Apart from the pictures, output all of the records exactly.

Referring expression data
========================

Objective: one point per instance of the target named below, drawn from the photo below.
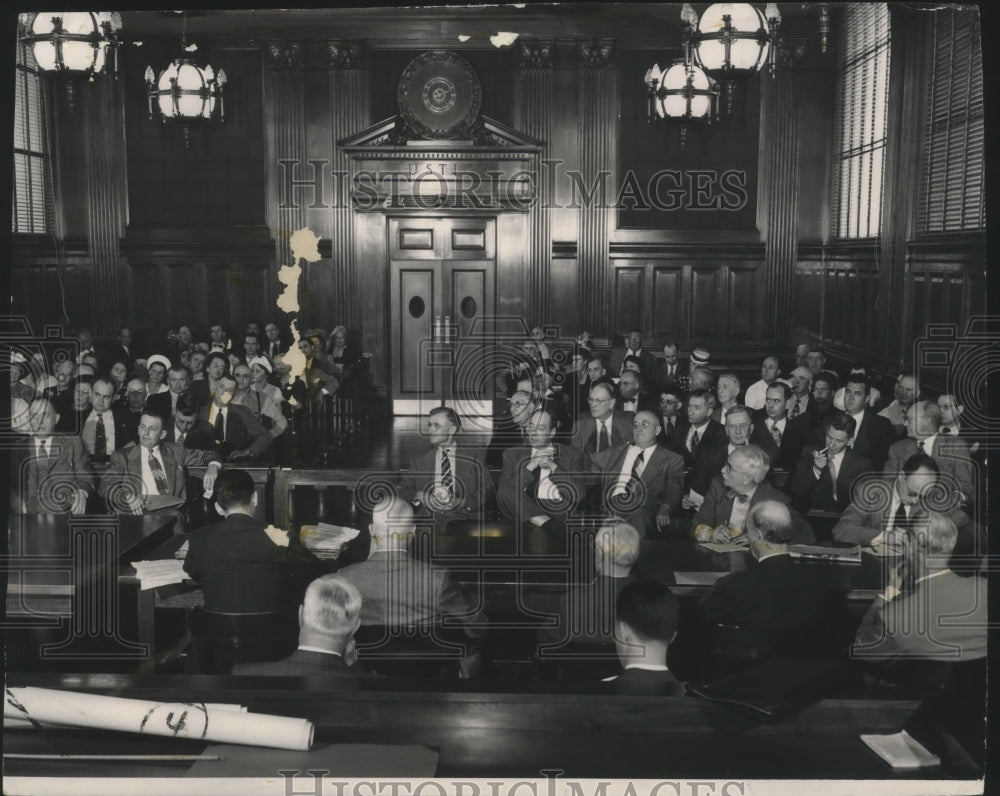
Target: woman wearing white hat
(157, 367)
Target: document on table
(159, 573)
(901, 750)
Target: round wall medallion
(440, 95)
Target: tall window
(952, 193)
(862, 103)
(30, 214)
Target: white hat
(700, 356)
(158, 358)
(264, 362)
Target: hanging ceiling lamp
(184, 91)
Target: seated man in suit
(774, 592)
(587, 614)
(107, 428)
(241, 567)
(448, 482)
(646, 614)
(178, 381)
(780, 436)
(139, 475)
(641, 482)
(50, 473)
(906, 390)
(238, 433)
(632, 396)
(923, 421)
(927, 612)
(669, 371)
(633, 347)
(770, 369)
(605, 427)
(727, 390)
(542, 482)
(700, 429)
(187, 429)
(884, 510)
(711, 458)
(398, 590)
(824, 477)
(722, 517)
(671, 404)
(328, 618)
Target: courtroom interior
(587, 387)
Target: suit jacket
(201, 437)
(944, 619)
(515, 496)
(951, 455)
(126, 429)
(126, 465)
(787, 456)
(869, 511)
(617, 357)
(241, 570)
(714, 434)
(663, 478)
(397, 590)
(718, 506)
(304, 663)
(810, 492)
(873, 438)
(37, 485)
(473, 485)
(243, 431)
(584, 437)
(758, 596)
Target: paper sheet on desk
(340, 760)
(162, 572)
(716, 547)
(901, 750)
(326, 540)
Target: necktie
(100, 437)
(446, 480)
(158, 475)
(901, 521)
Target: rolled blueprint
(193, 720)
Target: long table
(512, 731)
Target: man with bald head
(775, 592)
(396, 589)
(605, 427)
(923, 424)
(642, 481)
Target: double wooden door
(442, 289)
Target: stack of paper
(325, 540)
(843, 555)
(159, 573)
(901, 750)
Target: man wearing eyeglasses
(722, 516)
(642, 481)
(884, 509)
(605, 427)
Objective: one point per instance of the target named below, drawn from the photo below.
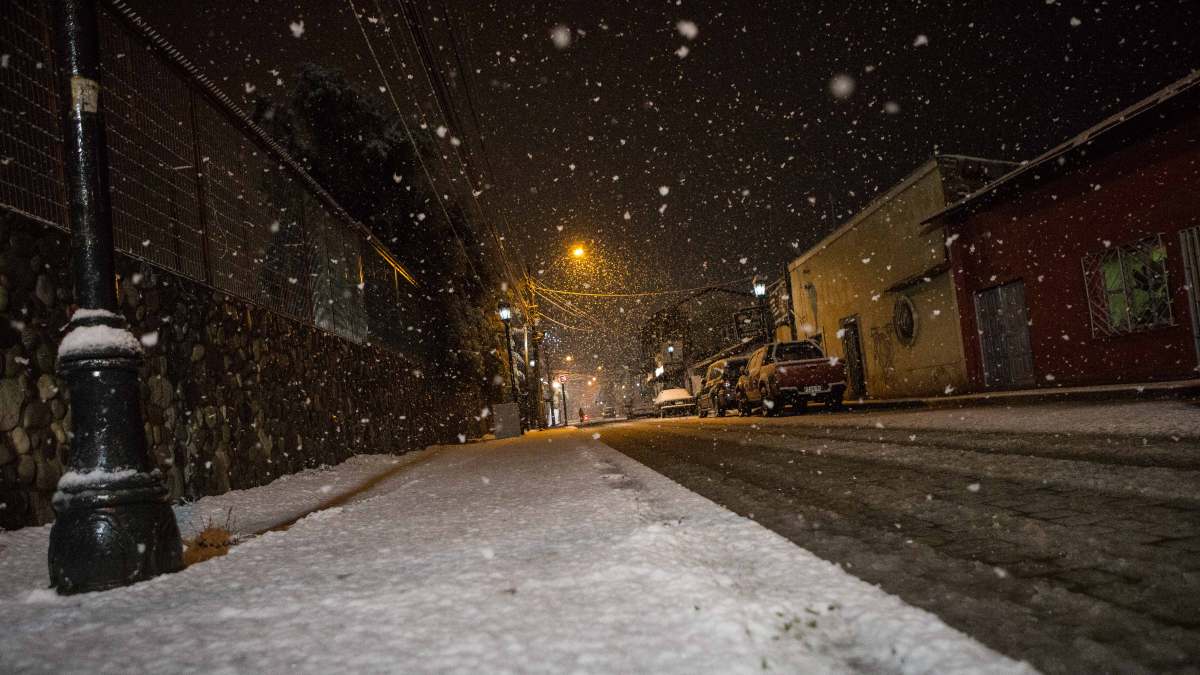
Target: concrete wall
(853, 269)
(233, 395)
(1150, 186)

========================

» **Solution**:
Objective: one point per instance of the target named below, drawn from the photo below.
Target: woman wearing white hat
(157, 367)
Target: document on table
(159, 573)
(901, 750)
Target: round wall medallion
(440, 95)
Target: tall window
(952, 193)
(862, 103)
(30, 214)
Target: white hat
(700, 356)
(158, 358)
(264, 362)
Target: hanging ceiling lamp
(184, 91)
Target: seated man in suit
(774, 592)
(587, 614)
(107, 428)
(241, 567)
(448, 482)
(646, 614)
(178, 381)
(780, 436)
(139, 475)
(641, 482)
(50, 473)
(906, 390)
(238, 433)
(632, 396)
(923, 421)
(927, 612)
(669, 371)
(633, 347)
(770, 369)
(605, 427)
(727, 390)
(542, 482)
(700, 429)
(187, 429)
(884, 510)
(711, 458)
(398, 590)
(824, 477)
(722, 517)
(671, 404)
(328, 618)
Target: courtroom interior
(587, 387)
Target: suit jacket
(201, 437)
(944, 619)
(515, 496)
(951, 455)
(126, 429)
(126, 465)
(787, 456)
(869, 511)
(617, 357)
(241, 570)
(714, 434)
(663, 478)
(397, 590)
(718, 506)
(304, 663)
(810, 492)
(873, 438)
(37, 485)
(473, 485)
(243, 431)
(584, 437)
(758, 596)
Target: paper sheet on desk
(340, 760)
(162, 572)
(716, 547)
(901, 750)
(326, 540)
Target: necktie
(100, 437)
(446, 480)
(158, 475)
(901, 521)
Target: rolled blueprint
(193, 720)
Target: long table
(512, 731)
Target: man with bald head
(775, 592)
(396, 589)
(605, 427)
(923, 424)
(642, 481)
Target: double wooden door
(442, 289)
Target: stack of paper
(325, 540)
(843, 555)
(159, 573)
(901, 750)
Target: man wearing eyeglasses
(722, 516)
(642, 481)
(884, 509)
(605, 427)
Objective: one point per instance of the target named below, drawn from the photo below.
Target: concrete wall
(853, 269)
(233, 395)
(1150, 186)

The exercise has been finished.